▸ Sua tarefa: Reproduza, do texto sobre o governo das sexualidades, o trecho que começa em “Governo da infância” e vai até “capitalista, desde então.”, inclusive.

▸ Texto fornecido:
▬▬▬▬▬▬
Nesse sentido, tecnologias da confissão são empregadas no governo dos corpos e das sexualidades. Inicialmente, essas tecnologias fazem funcionar o poder pastoral propagado pelas igrejas cristãs e, posteriormente, essas práticas são incorporadas e se fortalecem mediante os conhecimentos das ciências modernas, criadas no século XIX, diante do surgimento da Medicina, da Psiquiatria, da Justiça Penal, da Pedagogia, entre outros campos científicos encarregados de dizer a verdade do sujeito moderno e de governar para a docilidade das condutas, das mentes e das almas. Entram em ação as confissões da carne que não permitem obscurecer o sexo, já que até sonhos e pensamentos devem ser revelados pela “[...] necessidade de regular o sexo por meio de discursos úteis e públicos e não pelo rigor de uma proibição” (FOUCAULT, 2019a, p. 28).
Governo da infância à velhice que põe em funcionamento normas morais de desenvolvimento sexual, via pastoral cristã, direito canônico e código civil. Todos centrados nas relações matrimoniais, na monogamia heterossexual, aliando família, igreja cristã, escola, Estado, poder judiciário, e demais instituições modernas - quartéis, hospitais, clínicas, fábricas - que formam e fazem funcionar a harmonia do sistema social capitalista, desde então.
O governo das sexualidades funciona, portanto, a partir de uma ordem moral sobre os corpos de indivíduos e grupos. Designa-se por moral a maneira pela qual o indivíduo ou a coletividade se submete a um princípio de conduta, obedece ou resiste a uma interdição ou a uma prescrição, respeita ou negligencia um conjunto de valores. A regulação moral das sexualidades permitiu a definição de normas de decência, a multiplicação de condenações judiciárias das perversões menores, a determinação das doenças mentais e o enclausuramento dos/as loucos/as, doentes e criminosos/as, a educação sexual das crianças no interior das famílias. O problema, segundo Foucault (2019b), é que a moral cerceia o corpo e negligencia pulsões e desejos, instituindo uma visão monolítica daquilo que compreendemos como verdade do corpo.
▬▬▬▬▬▬
▸ Material:
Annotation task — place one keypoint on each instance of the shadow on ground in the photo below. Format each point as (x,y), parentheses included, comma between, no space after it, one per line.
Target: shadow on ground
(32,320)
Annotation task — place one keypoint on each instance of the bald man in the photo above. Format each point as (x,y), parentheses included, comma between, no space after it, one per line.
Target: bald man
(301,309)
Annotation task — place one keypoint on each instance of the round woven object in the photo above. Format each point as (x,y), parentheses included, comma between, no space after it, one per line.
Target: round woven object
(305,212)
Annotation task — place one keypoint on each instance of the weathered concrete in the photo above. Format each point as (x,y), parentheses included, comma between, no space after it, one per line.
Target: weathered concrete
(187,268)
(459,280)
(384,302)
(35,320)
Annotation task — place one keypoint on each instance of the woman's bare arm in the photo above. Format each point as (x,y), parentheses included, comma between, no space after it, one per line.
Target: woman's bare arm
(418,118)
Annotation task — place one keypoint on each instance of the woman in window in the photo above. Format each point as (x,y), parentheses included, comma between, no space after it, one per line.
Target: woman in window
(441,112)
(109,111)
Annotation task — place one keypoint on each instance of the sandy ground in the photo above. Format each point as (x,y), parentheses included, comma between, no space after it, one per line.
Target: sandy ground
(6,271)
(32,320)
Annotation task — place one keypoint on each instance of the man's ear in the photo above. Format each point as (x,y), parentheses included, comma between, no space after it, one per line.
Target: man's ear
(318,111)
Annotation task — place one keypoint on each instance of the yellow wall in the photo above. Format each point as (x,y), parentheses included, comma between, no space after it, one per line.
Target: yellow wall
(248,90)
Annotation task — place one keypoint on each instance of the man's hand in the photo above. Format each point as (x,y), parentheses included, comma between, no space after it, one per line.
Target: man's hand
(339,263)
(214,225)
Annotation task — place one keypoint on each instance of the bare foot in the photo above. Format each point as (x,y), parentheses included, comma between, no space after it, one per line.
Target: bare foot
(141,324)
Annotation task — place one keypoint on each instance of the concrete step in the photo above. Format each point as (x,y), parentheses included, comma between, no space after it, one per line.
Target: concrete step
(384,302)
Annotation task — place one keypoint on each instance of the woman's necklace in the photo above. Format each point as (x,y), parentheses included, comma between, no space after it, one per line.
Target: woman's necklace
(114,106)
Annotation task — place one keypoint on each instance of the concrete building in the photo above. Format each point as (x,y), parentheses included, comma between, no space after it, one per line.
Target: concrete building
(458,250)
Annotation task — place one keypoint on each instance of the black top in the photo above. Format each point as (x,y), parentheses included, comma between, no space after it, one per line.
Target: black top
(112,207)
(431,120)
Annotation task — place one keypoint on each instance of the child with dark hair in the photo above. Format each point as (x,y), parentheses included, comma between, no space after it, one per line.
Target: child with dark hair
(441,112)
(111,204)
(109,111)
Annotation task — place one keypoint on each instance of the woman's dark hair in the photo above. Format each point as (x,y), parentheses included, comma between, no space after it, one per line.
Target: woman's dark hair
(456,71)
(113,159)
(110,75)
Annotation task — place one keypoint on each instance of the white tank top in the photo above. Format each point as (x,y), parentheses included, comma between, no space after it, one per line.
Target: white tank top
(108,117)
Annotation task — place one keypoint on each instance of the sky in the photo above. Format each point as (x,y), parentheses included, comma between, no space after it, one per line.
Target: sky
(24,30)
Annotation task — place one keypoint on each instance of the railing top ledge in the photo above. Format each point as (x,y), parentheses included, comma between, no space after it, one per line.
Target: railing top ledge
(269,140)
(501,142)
▬▬▬▬▬▬
▸ Resposta:
Governo da infância à velhice que põe em funcionamento normas morais de desenvolvimento sexual, via pastoral cristã, direito canônico e código civil. Todos centrados nas relações matrimoniais, na monogamia heterossexual, aliando família, igreja cristã, escola, Estado, poder judiciário, e demais instituições modernas - quartéis, hospitais, clínicas, fábricas - que formam e fazem funcionar a harmonia do sistema social capitalista, desde então.